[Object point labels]
══════════════════════════════
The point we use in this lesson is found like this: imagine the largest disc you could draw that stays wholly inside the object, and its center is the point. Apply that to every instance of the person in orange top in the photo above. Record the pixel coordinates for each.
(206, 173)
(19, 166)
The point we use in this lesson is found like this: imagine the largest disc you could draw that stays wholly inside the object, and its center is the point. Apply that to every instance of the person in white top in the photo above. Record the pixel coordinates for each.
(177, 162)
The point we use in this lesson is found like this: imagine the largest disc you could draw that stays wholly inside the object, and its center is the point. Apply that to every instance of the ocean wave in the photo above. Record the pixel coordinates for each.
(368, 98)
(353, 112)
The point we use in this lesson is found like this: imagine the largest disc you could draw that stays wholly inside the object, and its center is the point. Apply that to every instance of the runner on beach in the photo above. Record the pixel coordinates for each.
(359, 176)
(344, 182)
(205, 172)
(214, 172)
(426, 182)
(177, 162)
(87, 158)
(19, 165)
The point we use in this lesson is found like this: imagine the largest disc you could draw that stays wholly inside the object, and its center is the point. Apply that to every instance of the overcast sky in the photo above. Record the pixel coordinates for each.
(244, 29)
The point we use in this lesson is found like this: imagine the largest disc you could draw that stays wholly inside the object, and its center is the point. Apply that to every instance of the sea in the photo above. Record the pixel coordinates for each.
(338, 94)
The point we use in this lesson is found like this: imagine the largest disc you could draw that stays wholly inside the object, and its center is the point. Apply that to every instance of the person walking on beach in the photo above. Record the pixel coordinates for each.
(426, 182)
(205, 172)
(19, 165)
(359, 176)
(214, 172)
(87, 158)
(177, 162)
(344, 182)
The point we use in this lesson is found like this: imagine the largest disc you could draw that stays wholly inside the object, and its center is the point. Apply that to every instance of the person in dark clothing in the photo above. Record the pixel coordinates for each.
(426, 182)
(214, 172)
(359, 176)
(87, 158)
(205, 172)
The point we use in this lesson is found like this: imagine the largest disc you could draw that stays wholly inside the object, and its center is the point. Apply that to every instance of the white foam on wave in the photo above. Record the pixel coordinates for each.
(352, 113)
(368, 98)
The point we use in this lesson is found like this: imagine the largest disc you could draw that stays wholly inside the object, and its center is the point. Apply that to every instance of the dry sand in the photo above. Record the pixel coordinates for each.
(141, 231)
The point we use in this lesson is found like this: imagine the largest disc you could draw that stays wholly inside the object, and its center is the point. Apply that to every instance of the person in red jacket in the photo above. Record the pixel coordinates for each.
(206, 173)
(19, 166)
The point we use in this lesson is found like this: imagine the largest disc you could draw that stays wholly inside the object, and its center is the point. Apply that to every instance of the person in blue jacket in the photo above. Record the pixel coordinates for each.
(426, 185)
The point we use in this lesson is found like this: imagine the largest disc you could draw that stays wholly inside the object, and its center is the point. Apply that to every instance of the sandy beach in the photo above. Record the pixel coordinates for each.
══════════════════════════════
Exercise:
Rewrite the rows starting at the line that contains "person in blue" and ending at the end of the rows, swapping "sandy beach" for "shoreline" and leaving everything else unchanged.

Written solution:
The point we use in this lesson is found like this: imagine the largest disc you could draw that stays wholly inside the object, and its center is the point. Apply that to every instance of the person in blue jacket in the photo above. Record the pixel coordinates for each.
(426, 185)
The point we use in this lesson is found like this: imagine the largest disc you could draw that stays wholly inside the object, and its center is the point. Apply that to every instance of the shoreline in the photo above. Record the pixel coordinates for each.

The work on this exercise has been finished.